[Information given]
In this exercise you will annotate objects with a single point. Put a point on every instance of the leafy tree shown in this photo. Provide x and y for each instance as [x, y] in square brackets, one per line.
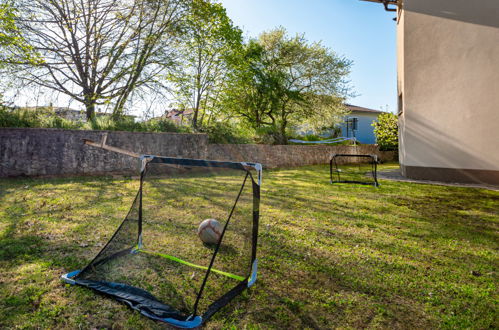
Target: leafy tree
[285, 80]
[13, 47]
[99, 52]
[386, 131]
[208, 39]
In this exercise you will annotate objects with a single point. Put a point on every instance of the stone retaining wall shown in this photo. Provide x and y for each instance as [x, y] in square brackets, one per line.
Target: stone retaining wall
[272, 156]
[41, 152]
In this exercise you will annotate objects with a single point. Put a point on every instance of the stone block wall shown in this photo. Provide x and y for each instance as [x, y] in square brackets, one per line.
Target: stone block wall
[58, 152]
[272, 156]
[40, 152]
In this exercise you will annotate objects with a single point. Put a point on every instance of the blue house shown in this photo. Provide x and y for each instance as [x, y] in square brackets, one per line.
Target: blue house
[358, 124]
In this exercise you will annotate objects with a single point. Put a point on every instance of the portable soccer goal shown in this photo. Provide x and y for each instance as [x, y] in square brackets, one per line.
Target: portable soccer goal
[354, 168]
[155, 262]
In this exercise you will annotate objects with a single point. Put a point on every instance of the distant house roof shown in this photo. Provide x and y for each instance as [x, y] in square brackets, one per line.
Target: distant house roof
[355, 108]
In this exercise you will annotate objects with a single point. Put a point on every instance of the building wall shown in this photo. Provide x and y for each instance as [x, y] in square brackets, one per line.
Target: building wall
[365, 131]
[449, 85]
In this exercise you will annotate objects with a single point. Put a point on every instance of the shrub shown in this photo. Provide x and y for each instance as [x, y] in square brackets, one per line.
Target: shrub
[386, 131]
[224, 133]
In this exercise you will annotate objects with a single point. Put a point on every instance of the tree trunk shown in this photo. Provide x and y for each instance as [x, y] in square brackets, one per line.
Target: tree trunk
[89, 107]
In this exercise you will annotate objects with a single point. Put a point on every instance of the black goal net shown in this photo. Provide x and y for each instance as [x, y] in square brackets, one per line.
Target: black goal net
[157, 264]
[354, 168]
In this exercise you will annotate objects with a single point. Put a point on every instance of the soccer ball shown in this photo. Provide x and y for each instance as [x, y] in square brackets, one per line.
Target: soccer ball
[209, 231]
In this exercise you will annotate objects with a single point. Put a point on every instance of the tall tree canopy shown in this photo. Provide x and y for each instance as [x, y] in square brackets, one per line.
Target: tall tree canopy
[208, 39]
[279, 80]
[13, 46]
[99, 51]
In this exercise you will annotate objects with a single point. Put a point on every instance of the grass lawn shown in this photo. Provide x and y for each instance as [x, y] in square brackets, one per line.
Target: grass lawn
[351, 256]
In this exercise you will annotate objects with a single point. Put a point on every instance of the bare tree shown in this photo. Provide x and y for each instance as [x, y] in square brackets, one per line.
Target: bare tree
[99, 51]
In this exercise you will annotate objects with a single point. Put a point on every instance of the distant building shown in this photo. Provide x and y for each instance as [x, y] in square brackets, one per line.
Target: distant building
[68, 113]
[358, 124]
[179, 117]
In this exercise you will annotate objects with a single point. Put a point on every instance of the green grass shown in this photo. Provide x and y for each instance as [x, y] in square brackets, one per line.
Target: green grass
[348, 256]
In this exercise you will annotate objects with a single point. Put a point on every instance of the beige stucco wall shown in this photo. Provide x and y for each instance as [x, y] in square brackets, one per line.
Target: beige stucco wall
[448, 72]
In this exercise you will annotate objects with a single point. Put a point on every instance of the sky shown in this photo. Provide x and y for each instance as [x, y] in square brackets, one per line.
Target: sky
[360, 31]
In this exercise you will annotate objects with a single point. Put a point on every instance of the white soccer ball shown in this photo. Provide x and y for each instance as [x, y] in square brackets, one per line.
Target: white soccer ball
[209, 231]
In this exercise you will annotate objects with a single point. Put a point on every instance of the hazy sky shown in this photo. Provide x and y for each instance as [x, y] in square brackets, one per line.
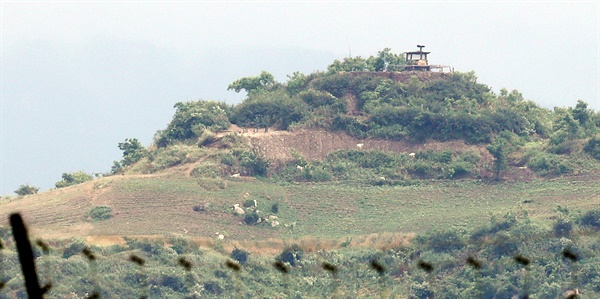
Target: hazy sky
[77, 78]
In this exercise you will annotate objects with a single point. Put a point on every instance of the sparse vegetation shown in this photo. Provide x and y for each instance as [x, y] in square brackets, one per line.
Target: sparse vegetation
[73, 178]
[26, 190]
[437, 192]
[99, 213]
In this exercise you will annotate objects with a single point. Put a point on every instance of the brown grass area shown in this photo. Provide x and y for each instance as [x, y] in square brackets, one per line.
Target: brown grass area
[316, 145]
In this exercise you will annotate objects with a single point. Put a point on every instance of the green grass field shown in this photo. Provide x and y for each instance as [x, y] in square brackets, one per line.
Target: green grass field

[Action item] Your reply should repeat the entries above exactly, leaving the pictures out.

[Result for this task]
In this exercise you will annotate objects with a single point. Put a point on every instance of the leafy tree shown in this photo. Provide x and y for each instance as [x, y] in square brackets, one per line.
Target: leafy tree
[285, 80]
[13, 47]
[99, 52]
[386, 131]
[208, 39]
In this exercise you will annotate objects with a single point. Put a point on every instance of the stone retaining wall shown in this photo. Provide x and y for each instance as [x, y] in square brackets, one per line.
Target: stone retaining wall
[272, 156]
[41, 152]
In this exercise you will annotate objects with a single point. Put a point on every instance of the stone block wall shown in this photo. Provide x and y for each instance as [x, y] in square brackets, one per line.
Target: stone block wall
[58, 152]
[272, 156]
[40, 152]
In this exercise you will annotate objects with a single point. Put a point on every instance of the blue house shown in this photo. Provide x and y for each instance as [x, y] in square brackets, one per line.
Target: blue house
[358, 124]
In this exercise you will annotate objects with a single point. Put a point on every instance of the portable soccer goal shown in this photo. Provide x and y for each instance as [x, y] in square brackets, one per line.
Target: portable soccer goal
[354, 168]
[155, 262]
In this exercise you will annotate objects with a single point. Put a point on every instance of the distant house roof shown in this photo. Provide x and y for each instance as [x, y] in square brackets, one per line.
Target: distant house roof
[355, 108]
In this exercise you will annotate objects with a single point. Put a point on every instance of the building wall shown in this photo. Provide x and y for each instance as [x, y] in square brackets, one per line.
Target: building wall
[365, 131]
[449, 85]
In this exercise you will annotate objects with a single point. Put a point on every instance of the shrub shown in this photo. Provide x and y for each instance as [x, y] in square brackets, one per line.
Target: shrub
[386, 131]
[224, 133]
In this exercise you will annotate objects with a single point. Put a point on every instance of the tree trunk shown in this photo. Provide x and y for each instance as [x, y] in square brackets, one per line.
Target: tree trunk
[89, 107]
In this exercise you will annotate objects with a single point. Put a point on every instance of the black goal net shown in this photo. Provide x and y for each instance as [x, y] in square brackets, one per line.
Target: black goal net
[157, 264]
[354, 168]
In this exercise you will annotate objects with a single point. Put a point on every instance of the soccer ball shown in this photo. Provide x and y for each instance as [x, y] in square brackets, one per line.
Target: soccer ball
[209, 231]
In this exercise you will annotate objects with a single point. Put a point on every instance of the tall tree canopy shown in this photo. Provide x and y for each instance as [x, y] in square brackets, one per line.
Target: tall tree canopy
[208, 39]
[279, 80]
[13, 46]
[99, 51]
In this exercise you will annotate objects with a single point. Put a point on every instance of the grass lawn shown in this photo. Provide x and y for each instance as [x, y] in square brackets, one per line.
Target: grass lawn
[351, 256]
In this exercise you will annotate objects with a single point. Put a point on every instance of the bare tree shown in this photo. Provide x and y for each instance as [x, y] in square brackets, one per line.
Target: bare tree
[99, 51]
In this exercise you will annotate objects with a single point. Put a point on every instance of the distant building shown in this photo. Provide x and y for each instance as [x, y] in square brackets, one per line.
Target: distant building
[68, 113]
[358, 124]
[179, 117]
In this exercise you will annotate objects with a single point. Put a point on every instance of the green grass shown in this photo. Provide x and y for each instance as [x, y] in square brackets, one per line.
Target: green grass
[348, 256]
In this exercise you will annotate objects with a single point. Put a point on every instance of the beige stucco wall shown in this photo. Provide x and y for each instance as [x, y] in square brackets, one per line.
Target: beige stucco wall
[448, 72]
In this exercise you will annotate objects with a single point. Put a point on every instance of the sky shown in this photo. Provide x and y for each instance as [x, y] in square brackets, one per line.
Target: sky
[360, 31]
In this exercise you will annotate objects with a single point. Put a point on every instance of the white soccer ball shown in this photo. Provide x and y for each instance as [x, y] in square brackets, one per line.
Target: white soccer ball
[209, 231]
In this exercise you will annotate objects with a single point. Put a point on every instance of the hazy sky shown in this photo. Provide x and y for each instance as [x, y] in square brackets, one per line.
Target: hazy sky
[77, 78]
In this exercise you will annotate objects with a single point. Put a point on every instance of the sparse vegetation shown in this photo. Provide x and y for each instance as [x, y] in square brackets, one per line.
Target: sparse vegetation
[73, 178]
[26, 190]
[437, 192]
[99, 213]
In this exercise you will annotate objects with a single point. Put a point on every instance of the brown grass area shown in this photo. Provide x and y for each instance as [x, y] in square brackets, one per line.
Target: brown grass area
[316, 145]
In this exercise you will annotate objects with a single point. Put a point on every instance of the green grass field shown in this photo. Provide x and y for each instance as [x, y] in square brackets, one per line.
Target: green grass field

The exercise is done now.